**Exercise brief**.
Leave out the pictures and repeat every record exactly.

**Given data**.
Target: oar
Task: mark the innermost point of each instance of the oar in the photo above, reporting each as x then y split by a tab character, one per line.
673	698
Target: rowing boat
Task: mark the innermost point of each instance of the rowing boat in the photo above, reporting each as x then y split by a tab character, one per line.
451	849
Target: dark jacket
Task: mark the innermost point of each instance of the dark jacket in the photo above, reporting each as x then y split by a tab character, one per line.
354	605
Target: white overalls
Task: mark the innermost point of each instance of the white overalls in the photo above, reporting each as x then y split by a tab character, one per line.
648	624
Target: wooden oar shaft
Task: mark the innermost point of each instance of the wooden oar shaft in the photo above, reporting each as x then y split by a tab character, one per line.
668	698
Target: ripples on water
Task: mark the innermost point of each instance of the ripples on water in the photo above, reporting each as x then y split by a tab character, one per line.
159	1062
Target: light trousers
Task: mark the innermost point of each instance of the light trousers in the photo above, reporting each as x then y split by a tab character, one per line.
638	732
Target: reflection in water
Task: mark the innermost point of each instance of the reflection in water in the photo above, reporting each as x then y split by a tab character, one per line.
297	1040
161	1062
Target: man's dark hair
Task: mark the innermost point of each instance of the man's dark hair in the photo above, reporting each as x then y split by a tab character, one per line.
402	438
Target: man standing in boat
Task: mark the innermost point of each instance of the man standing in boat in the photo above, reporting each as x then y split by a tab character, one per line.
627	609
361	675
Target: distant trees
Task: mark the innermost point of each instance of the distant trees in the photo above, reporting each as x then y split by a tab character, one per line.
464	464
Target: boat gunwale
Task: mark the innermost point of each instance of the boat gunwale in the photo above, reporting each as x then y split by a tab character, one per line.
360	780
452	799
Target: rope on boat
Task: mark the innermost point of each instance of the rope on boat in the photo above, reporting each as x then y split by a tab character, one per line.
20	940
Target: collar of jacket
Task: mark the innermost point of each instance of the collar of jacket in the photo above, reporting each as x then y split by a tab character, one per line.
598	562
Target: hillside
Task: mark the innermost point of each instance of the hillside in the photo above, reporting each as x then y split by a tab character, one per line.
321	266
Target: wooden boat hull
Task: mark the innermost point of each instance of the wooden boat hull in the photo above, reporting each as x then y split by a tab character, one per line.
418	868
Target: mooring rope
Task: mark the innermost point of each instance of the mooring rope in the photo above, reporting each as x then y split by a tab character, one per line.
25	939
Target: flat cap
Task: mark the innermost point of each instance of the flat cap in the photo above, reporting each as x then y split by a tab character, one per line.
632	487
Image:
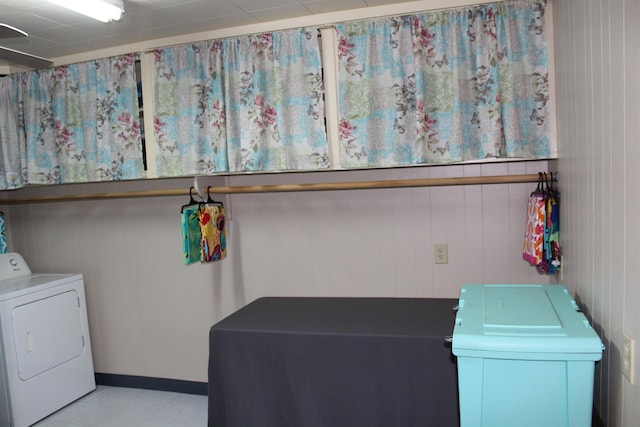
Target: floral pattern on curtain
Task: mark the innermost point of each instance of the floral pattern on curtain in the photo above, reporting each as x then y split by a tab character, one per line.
12	149
274	102
189	116
445	86
81	122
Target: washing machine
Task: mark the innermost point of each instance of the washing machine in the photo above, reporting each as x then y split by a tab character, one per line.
45	350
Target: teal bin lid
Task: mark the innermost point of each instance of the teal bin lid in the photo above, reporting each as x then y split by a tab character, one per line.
538	322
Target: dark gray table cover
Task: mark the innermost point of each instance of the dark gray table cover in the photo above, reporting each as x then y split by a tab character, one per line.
334	362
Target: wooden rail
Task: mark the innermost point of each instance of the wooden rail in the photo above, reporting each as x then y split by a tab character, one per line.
278	188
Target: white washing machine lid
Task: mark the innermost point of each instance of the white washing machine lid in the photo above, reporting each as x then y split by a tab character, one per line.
23	285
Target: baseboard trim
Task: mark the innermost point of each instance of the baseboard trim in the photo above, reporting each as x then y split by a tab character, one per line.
149	383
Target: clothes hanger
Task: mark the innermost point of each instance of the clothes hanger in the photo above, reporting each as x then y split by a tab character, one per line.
540	188
210	201
192	201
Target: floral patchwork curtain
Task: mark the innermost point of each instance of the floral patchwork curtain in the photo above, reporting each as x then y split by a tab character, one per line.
274	102
12	150
189	120
81	122
445	86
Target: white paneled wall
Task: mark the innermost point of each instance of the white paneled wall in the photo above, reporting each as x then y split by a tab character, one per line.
597	45
150	314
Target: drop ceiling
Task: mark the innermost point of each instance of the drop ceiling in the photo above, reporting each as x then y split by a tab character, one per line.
56	32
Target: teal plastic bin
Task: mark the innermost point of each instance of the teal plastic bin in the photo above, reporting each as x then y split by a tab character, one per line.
526	357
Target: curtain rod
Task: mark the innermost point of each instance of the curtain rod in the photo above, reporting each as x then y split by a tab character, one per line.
279	188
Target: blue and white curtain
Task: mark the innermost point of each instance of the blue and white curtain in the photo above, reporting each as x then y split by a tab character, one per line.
274	101
12	149
189	121
80	122
445	86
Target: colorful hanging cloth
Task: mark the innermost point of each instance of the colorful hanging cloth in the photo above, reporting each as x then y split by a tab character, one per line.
191	234
542	243
534	232
213	243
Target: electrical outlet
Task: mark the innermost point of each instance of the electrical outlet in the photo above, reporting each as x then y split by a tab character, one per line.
627	357
440	253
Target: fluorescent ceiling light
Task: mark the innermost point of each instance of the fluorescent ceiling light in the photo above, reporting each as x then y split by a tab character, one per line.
102	10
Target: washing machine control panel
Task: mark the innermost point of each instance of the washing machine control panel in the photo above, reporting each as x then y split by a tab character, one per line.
13	265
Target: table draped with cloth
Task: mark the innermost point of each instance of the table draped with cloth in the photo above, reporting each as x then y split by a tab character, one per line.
334	362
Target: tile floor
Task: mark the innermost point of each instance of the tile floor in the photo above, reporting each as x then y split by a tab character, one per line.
115	406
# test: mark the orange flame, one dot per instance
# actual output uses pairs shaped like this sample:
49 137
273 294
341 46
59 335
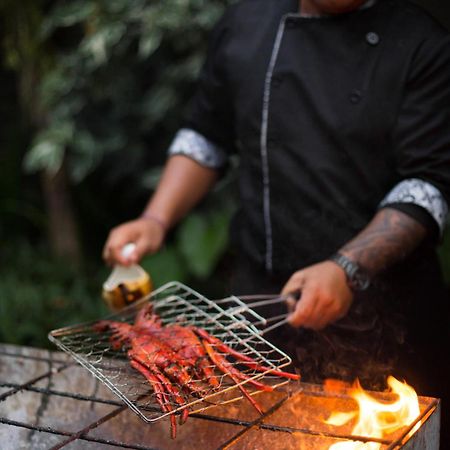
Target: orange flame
377 419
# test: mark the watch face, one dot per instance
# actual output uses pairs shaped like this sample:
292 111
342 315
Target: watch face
357 278
360 282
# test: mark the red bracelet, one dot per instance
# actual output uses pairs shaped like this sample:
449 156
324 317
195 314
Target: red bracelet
161 223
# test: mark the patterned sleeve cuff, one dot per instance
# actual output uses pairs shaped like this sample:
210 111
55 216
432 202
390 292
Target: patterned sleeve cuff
194 145
422 194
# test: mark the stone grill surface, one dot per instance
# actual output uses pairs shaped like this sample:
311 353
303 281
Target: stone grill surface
47 401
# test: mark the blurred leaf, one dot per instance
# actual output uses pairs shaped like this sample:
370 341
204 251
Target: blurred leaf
165 266
47 151
202 240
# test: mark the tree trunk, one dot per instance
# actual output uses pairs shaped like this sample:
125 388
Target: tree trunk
62 230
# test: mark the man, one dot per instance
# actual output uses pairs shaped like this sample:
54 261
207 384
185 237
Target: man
340 112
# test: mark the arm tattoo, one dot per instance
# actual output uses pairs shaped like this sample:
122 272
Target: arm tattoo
388 238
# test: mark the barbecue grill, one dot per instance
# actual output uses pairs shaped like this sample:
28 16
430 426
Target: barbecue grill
49 401
176 303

**Result of this task**.
Target: oar
Task: mark the innermost point of each instance of the oar in the photo above, reporting each as x then y split by a tab character, one per line.
673	698
Target: rowing boat
Task: mark the innermost point of each instance of the rowing boat in the photo above, reporting each as x then y split by a tab character, one per line.
451	849
Target: dark jacket
Task: mark the innermost point of each instance of the dark jacket in the photo above, reporting each as x then y split by a tab character, one per line.
354	605
Target: white overalls
Task: mark the innermost point of each instance of the white overalls in the photo above, reporting each as x then y split by a tab character, one per line.
648	624
Target: wooden oar shaft
Task: mark the innermost point of each instance of the wooden oar shaft in the photo above, reporting each as x then y split by a tab character, one per line.
668	698
Target: ripples on water
Task: mark the innermost point of each instance of the ripples on water in the photo above, reporting each as x then y split by a tab character, one per line.
159	1062
Target: light trousers
Task: mark the innermost point of each instance of the light trousers in the photo above, reporting each as x then y split by a tab character, one per line.
638	732
Target: reflection in water
Task: mark the innermost point of each instance of the reflection in water in the photo above, reporting each as x then y split by a tab character, one per line.
297	1040
161	1062
Target: man's dark hair
Task: mark the innermost point of each instance of the man's dark hair in the photo above, reporting each as x then y split by a tab character, one per line.
402	438
Target: man standing in boat
Task: mark the innermost point of each instance of the man standing in boat in the photo above, reporting each as x then y split by a tab character, one per line.
627	609
361	675
Target: distant trees
Task: mark the innermost point of each instance of the distant trees in the photo above, reporting each as x then y split by a tab character, one per line.
464	464
Target: boat gunwale
Task: mark the innermost point of each instance of the boat gunwale in the photo above, reporting each as x then y split by a tab character, one per line.
360	780
452	799
Target: rope on boat
Task: mark the innermost point of each instance of the rope on boat in the photo above, reporting each as x then y split by a tab character, one per line.
20	940
Target: collar of jacket
Task: mark the innermost point of each instance of the collar of jacket in the photo above, reporting each as x then y split by a tab character, one per line.
598	562
Target: hillside
Task: mark the innermost point of each instance of the hillside in the photo above, reporting each as x then y split by a tab character, one per line.
321	266
Target: wooden boat hull
Task: mark the innermost point of each instance of the wooden boat hull in the photo above, reporting each as x then y split by a tab character, one per line.
418	868
Target: mooring rope
Task: mark the innermost point of each instance of the mooring rope in the photo above, reporting each as x then y split by a tab character, one per line.
25	939
Target: flat cap
Task: mark the innermost point of each instance of the flat cap in the photo above, reporting each as x then y split by a tab character, one per line.
632	487
Image:
Target: floral pattern on curtain
Task: mark the innermost point of each instance of the floral pattern on curtain in the photo above, reporting each as x then y split by a tab character, one per line.
12	149
274	102
189	116
445	86
81	122
Target: washing machine
Task: mark the innermost point of each instance of the washing machine in the photo above, reporting each as x then y split by a tab character, one per line.
45	350
Target: teal bin lid
Task: mark the innermost point of each instance of the teal bin lid in the photo above, reporting each as x then y split by a tab character, one per line.
538	322
Target: dark gray table cover
Task: mark the innermost point of each instance of the dark gray table cover in the photo above, reporting each as x then y split by a tab character, one per line.
334	362
Target: wooden rail
Task: mark the innermost point of each instance of the wooden rail in the photo above, reporting each as x then y split by a tab character, one per line.
278	188
Target: white washing machine lid
Task: mark the innermost point of each instance of the white washing machine lid in the photo above, reporting each as x then y split by a tab character, one per line.
23	285
Target: baseboard trim
Task: mark the innermost point of each instance of the baseboard trim in the photo above, reporting each as x then y split by a tab character, one per line.
149	383
Target: clothes hanger
Task: mark the innermost point of each instance of the clothes hanger in the photo above, reporting each as x then y split by a tab character, one per line.
540	188
210	201
192	201
Target: floral patchwork curtain
Task: mark the innermost point of each instance of the floral patchwork curtain in the photo above, reporting each as x then y split by a tab character, one per line.
274	102
12	150
189	120
81	122
445	86
Target: white paneled wall
Task: mark the innermost point of each instance of the white paneled wall in the photo above, reporting each as x then y split by a tab character, one per line.
597	45
150	314
Target: drop ceiling
Task: mark the innermost point of each instance of the drop ceiling in the photo above, reporting each as x then y split by a tab character, one per line.
56	32
Target: teal plastic bin
Task: mark the innermost point of each instance of the teal plastic bin in the photo above, reporting each as x then y split by a tab character, one per line.
526	357
Target: curtain rod
Task: mark the innermost point of each instance of the curtain rod in the photo above, reporting each as x then y split by a tab character, one per line.
279	188
Target: blue and white curtain
Task: mark the innermost point of each instance of the blue and white curtain in the photo above, reporting each as x then y split by a tab character, one per line.
274	101
12	149
189	121
80	122
445	86
Target: colorful hanging cloth
Task: mark the innermost point of each instance of the colorful hanging cloth in the photo above, reporting each as x then y split by a tab character, one per line.
191	234
542	243
534	232
213	243
Target: electrical outlet
Task: mark the innermost point of each instance of the electrical outlet in the photo above, reporting each as x then y split by a tab character, one per line.
627	357
440	253
Target: fluorescent ceiling light
Task: mark the innermost point of each instance of the fluorescent ceiling light in the photo above, reporting each as x then y split by a tab character, one per line.
102	10
Target: washing machine control panel
Task: mark the innermost point of each instance of the washing machine control panel in the photo above, reporting each as x then y split by a tab character, one per line.
13	265
Target: table draped with cloth
Task: mark the innermost point of each instance of the table draped with cloth in the photo above, reporting each as x then y split by a tab character, one per line.
334	362
Target: tile floor
Task: mark the innermost point of each instance of the tile floor in the photo above, reporting each as x then y split by a tab character, one per line.
115	406
# test: mark the orange flame, one dot per instance
# actual output uses pairs shaped like this sample:
49 137
273 294
341 46
59 335
Target: orange flame
377 419
# test: mark the watch face, one dot per instance
# actual output uses pairs shaped like this sample:
292 111
342 315
Target: watch face
357 278
360 282
# test: mark the red bracelet, one dot per instance
# actual output uses pairs shaped like this sample:
449 156
324 317
195 314
Target: red bracelet
161 223
# test: mark the patterned sleeve cuff, one dot per instance
# actual output uses pairs shaped like this sample:
210 111
55 216
432 202
390 292
Target: patterned sleeve cuff
194 145
422 194
# test: mark the stone grill surface, one dot per instance
# actual output uses pairs shaped like this sample:
311 353
303 281
Target: stone grill surface
47 401
# test: mark the blurred leaf, one dot per instance
# actual output uses pairs shaped like this sample:
370 341
204 251
Target: blurred leaf
165 266
47 151
202 240
# test: mark the tree trunk, one dot per instance
# actual output uses pairs shaped like this sample:
125 388
Target: tree trunk
62 230
# test: mark the man, one dot per instance
# actual output uses pairs shaped like this sample:
54 261
207 384
185 237
Target: man
340 112
# test: mark the arm tattoo, one dot per instance
# actual output uses pairs shaped like this sample:
122 272
Target: arm tattoo
388 238
# test: mark the barbecue grill, one dot per instance
# actual output uses pairs shaped like this sample:
28 16
430 426
Target: barbecue grill
49 401
176 303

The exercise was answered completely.